Page excerpt: Begin

Council to draw up cyberattack response

Setting up a national IT disaster response apparatus is one topic on the agenda of the IT Sector Coordinating Council as it drafts a sector-specific plan for protecting the nation's computer networks against a terrorist attack or other disaster.

Setting up a national IT disaster response apparatus is one possible topic to be addressed by the IT Sector Coordinating Council as it drafts a sector-specific plan for protecting the nation's computer networks against a terrorist attack or other disaster, according to the group's chairman.

The goal is for private sector IT companies and government to work together to prevent and to respond to cyberattacks. But creating an IT disaster response framework raises many questions.

"What kind of technology is appropriate? Who owns it? Who makes the investment? Who pays for it?" asked Guy Copeland, IT sector coordinating council chairman and vice president of information infrastructure at Computer Sciences Corp.

The council wants ideas from the IT industry and from the Homeland Security Department as it begins work on the sector-specific critical infrastructure protection plan at its April 4 meeting, Copeland said in an interview. The council expects to complete the plan by September.

The 33-member council was organized in November 2005 as one of 17 sector councils ? representing water, energy, financial services, food and other areas ? recommended to be established under the National Infrastructure Protection Plan base plan.

In a meeting Jan. 27, representatives of major IT companies, systems integrators and associates established the IT sector council's 12-member executive committee. Copeland was named chairman and Michael Aisenberg, director of government relations for VeriSign Inc., was named vice-chairman.

The group expects to add more members from companies that are owners and operators of IT infrastructure, Copeland said.

"We are wide open to building membership as rapidly as possible among owners and operators of IT infrastructure that helps the network exist," Copeland said. "It's a broad definition and a broad scope."

Copeland also is president emeritus of the IT-Information Sharing and Analysis Center (IT-ISAC), and represents the center within the sector council. The intention is for the sector coordinating council to develop policy, while the IT-ISAC handles operations, he said.

One of the key goals during the drafting of the plan is to reach out to involve government officials early in the process, Copeland said. In the past, IT companies have complained that they have not been consulted on infrastructure protection by federal agencies until very late in the game, and they want to reverse that trend, Copeland said.

To avoid such complaints and practice what they preach, the council is making a special effort to invite federal representatives early in the process, Copeland said: "We're going to eat our own dog food."

Major policy questions affecting the IT council include whether and how IT companies ought to share sensitive information about their cyber vulnerabilities with the government; how that information will be protected and used; protocols for sharing information with other sectors; and how to assess the vulnerability of IT assets, according to Copeland and Aisenberg.

On assessing IT assets, the sector council disagrees with the national plan's approach that focuses mostly on counting physical assets. "The bottoms-up vulnerability approach is intractable for our sector," Aisenberg said. IT assets are virtual with many pieces; IT assets are not fixed and they are very distributed, he added.

Instead, IT assets should be assessed in view of the role they play in meeting critical public missions, such as in maintaining power plants or operating hospital lifesaving equipment, Aisenberg said: "It would look for the missions and functions that are extremely important to society."

Page excerpt: End
Records supplied: Begin

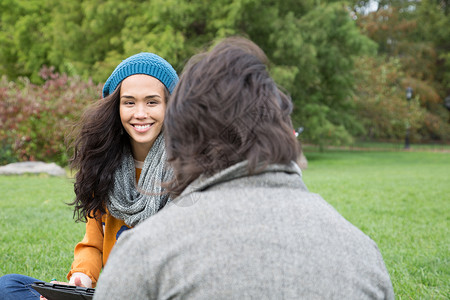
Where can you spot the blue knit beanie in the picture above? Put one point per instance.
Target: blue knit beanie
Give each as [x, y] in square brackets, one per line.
[142, 63]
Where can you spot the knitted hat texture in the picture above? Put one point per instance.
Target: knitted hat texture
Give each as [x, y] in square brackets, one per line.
[142, 63]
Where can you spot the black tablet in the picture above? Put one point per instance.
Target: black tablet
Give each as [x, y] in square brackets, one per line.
[53, 291]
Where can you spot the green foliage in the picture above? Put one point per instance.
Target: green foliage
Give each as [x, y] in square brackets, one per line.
[416, 35]
[312, 46]
[35, 118]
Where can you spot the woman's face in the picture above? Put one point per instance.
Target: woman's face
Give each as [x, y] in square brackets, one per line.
[142, 109]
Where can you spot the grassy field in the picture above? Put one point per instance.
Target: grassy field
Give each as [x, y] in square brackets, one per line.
[400, 199]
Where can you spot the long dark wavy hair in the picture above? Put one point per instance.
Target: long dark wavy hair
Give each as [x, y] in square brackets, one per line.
[226, 109]
[98, 142]
[98, 145]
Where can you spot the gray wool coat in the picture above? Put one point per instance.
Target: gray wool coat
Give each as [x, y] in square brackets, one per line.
[235, 236]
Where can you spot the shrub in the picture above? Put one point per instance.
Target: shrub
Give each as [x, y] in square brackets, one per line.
[34, 119]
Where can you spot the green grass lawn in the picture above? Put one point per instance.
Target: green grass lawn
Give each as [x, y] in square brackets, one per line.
[37, 231]
[400, 199]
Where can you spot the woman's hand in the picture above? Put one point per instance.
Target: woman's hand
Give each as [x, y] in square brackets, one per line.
[76, 281]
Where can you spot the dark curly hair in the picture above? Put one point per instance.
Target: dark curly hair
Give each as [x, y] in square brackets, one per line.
[226, 109]
[98, 143]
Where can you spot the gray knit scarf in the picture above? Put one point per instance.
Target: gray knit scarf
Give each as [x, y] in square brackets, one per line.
[135, 204]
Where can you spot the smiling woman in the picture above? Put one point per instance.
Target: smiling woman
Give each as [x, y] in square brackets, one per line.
[142, 108]
[119, 152]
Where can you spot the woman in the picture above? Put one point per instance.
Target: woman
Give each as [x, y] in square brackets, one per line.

Records supplied: End

Check your understanding:
#1 List every question Guy Copeland asks in the cyberattack response article about creating an IT disaster response framework.
#2 According to the cyberattack response article, are these statements correct? Answer yes or no for each, and quote the words that decide it. (a) The IT Sector Coordinating Council has 33 members. (b) Michael Aisenberg was named chairman of the council. (c) The council expects to complete the plan by December.
Rely only on the text for what comes next, setting the entries aside.

Solutions to the problems:
#1
What kind of technology is appropriate?
Who owns it?
Who makes the investment?
Who pays for it?

#2
(a) Yes: "The 33-member council was organized in November 2005"
(b) No: "Michael Aisenberg, director of government relations for VeriSign Inc., was named vice-chairman"
(c) No: "The council expects to complete the plan by September."